### [Задания]
A – На каком инструменте играл Андрей Гугнин, судя по отзыву о выступлениях пианистов?
B – В отзыве о выступлениях пианистов перескажите короче абзац, который начинается словами «Вот этот исполнитель решил». Сохраните его главные факты.
C – Напишите продолжение отзыва о выступлениях пианистов, начиная после его последнего предложения.

### [Фрагмент документа]
----------
18 июня, Сразу 3 открытия — бедное жюри, от души сочувствую…

День. Андрей Гугнин. Россия

Наконец-то конкурсант озаботился стилем исполнения баховской музыки. Ля-бемоль мажор из I тома Андрей Гугнин играл в  оправданной для данного мини-цикла (прелюдия и фуга)  клавесинной манере, выделяя дополнительным временем особенно выразительные интонации, как это и следует делать.  Ура!

В «Авроре», опять же, наконец, в нотном  тексте была бездна смыслов.   И тогда уже можно соглашаться с трактовкой или нет, можно спорить о том, обязательно ли соблюдать предписанную Бетховеном в начале финала педаль, объединяющую тонику и доминанту, а потом — доминанту и тонику, или  необязательно, потому что современные инструменты гуще звучат, и такая педаль невозможна. Многие считают, что бетховенская педаль здесь концептуальна,  и нужно стараться употребить всё своё звуковое мастерство, чтобы эта педаль не превратила фактуру в одну большую кляксу. Но если это не получается, как у Гаджиева, который играл слишком плотно для такой педали, то лучше, как Гугнин, её  подчищать. А вот Кунц на позапрошлом конкурсе играл на одной педали, и было очень здорово, создавалась нужная звуковая атмосфера.  Кстати, именно благодаря этим начальным тактам соната в России получила своё название «Аврора», а так, в мире, её называют  «Waldsteinsonate», потому что она посвящена многолетнему другу и покровителю Бетховена Фердинанду фон Вальдштайну. Как всегда, Гугнин играл интересно, хотя подмазывал больше обычного, и в «Дикой охоте» ему лучше было бы играть попроще, в цельном движении, а то стремительность сбивалась, и получалось недостаточно дико:).

Играл на Стейнвее.

Александр Гаджиев. Италия

Вот этот исполнитель решил Прелюдию и фугу Ми мажор из II тома в органном, видимо, ключе  Это возможно, так как в «Хорошо темперированном клавире» есть мини-циклы, в отношении которых ясно, что они изначально предназначены для клавесина, домашнего органа, или клавикорда. Есть и такие, где это неочевидно. Тогда приходится смотреть или на прелюдию, или на фугу, где это яснее, а и та, и другая должны исполняться на одном инструменте. А. Б. Любимов, кстати,  уверен, что до — мажорный мини-цикл из первого тома предназначался для клавикорда, инструмента, динамически гибкого, а не для клавесина, где прелюдия звучала бы слишком однообразно. Конечно, играли на том, что у кого было, но авторскую «ориентацию» часто можно точно проследить и соответственно  этому  в наше время брать педаль, а также  выбирать штрихи.
----------
### [Строки данных]
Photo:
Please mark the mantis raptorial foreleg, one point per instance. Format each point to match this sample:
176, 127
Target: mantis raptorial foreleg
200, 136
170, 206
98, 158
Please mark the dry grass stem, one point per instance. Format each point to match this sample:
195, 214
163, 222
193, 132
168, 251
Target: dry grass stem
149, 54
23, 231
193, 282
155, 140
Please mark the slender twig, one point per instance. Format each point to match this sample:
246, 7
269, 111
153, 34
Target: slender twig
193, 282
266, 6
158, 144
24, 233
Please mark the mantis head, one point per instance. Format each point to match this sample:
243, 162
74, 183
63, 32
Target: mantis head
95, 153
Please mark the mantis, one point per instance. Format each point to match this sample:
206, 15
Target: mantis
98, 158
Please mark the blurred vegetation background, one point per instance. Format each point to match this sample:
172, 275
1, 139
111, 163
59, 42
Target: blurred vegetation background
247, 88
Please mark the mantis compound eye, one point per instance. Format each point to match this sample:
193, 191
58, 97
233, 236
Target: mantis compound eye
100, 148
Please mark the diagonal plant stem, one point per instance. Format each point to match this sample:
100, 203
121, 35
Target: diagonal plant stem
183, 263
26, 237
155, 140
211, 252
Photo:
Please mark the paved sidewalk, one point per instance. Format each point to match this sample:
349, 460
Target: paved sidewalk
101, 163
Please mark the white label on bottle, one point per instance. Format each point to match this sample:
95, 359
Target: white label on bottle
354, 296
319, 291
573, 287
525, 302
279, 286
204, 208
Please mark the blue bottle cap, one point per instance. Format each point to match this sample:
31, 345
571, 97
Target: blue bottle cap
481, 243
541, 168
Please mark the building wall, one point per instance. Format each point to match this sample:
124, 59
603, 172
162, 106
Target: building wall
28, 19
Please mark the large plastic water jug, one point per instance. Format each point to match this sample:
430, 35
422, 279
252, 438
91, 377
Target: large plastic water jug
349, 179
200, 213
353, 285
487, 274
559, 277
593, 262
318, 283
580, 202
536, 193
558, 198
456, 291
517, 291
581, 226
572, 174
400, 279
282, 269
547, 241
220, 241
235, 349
----------
### [Ответы]
A – На Стейнвее.

B – Александр Гаджиев исполнил Прелюдию и фугу Ми мажор из II тома, по-видимому, в органной манере. Это допустимо: одни мини-циклы «Хорошо темперированного клавира» явно написаны для клавесина, домашнего органа или клавикорда. В других это неочевидно, и тогда ориентируются на ту часть, прелюдию или фугу, где инструмент яснее, ведь обе должны звучать на одном инструменте. А. Б. Любимов считает, что до-мажорный мини-цикл из I тома предназначался для динамически гибкого клавикорда, а не для клавесина, на котором прелюдия звучала бы слишком однообразно. Авторскую «ориентацию» часто можно проследить и в соответствии с ней выбирать педаль и штрихи.

C –
По-моему, исполнитель решил, что мир устроен очень просто и всё можно разложить по полочкам. И в «Авроре» на полочках всё было в порядке, разве что октавы не давались в руки. Только получалось как-то очень дидактически, особенно, когда чересчур маркировались отдельные  интонации или альтерации.  В Интродукции Adagio molto даже Стейнвей не спас звучание, разве что в верхнем регистре поддержал. Финал, как я уже писала выше, был сыгран на авторской педали, но  звуковые приёмы выверены не были, и клякса — таки получилась.

Репетиции — конёк этого пианиста, поэтому  Трансцендентный этюд «Мазепа» вышел отлично. Мне кажется, этюд был сделан когда-то раньше,  равно как и Этюд — картина С. Рахманинова, соч. 39 № 5, где драматургия была отлично выстроена, реприза правой рукой начата в правильной динамике, чтобы дать левой провести тему, и все  мелодии в верхнем регистре звучали очень красиво. Эти две вещи были проработаны тщательней, чем остальная программа.

Алексей Мельников. Россия.

Бах. ХТК, I том, си-бемоль минор. Хороший, музыкальный парень, но играет Баха, совершенно не понимая, о чём это.  Россия сильно запоздала с просвещением в области барочной музыки, но, ведь, Факультет исторического и современного исполнительского искусства в Московской консерватории был основан не вчера, а в 1997 году, уж давно есть возможность что-то узнать об этой эпохе из концертов факультета и общения, например.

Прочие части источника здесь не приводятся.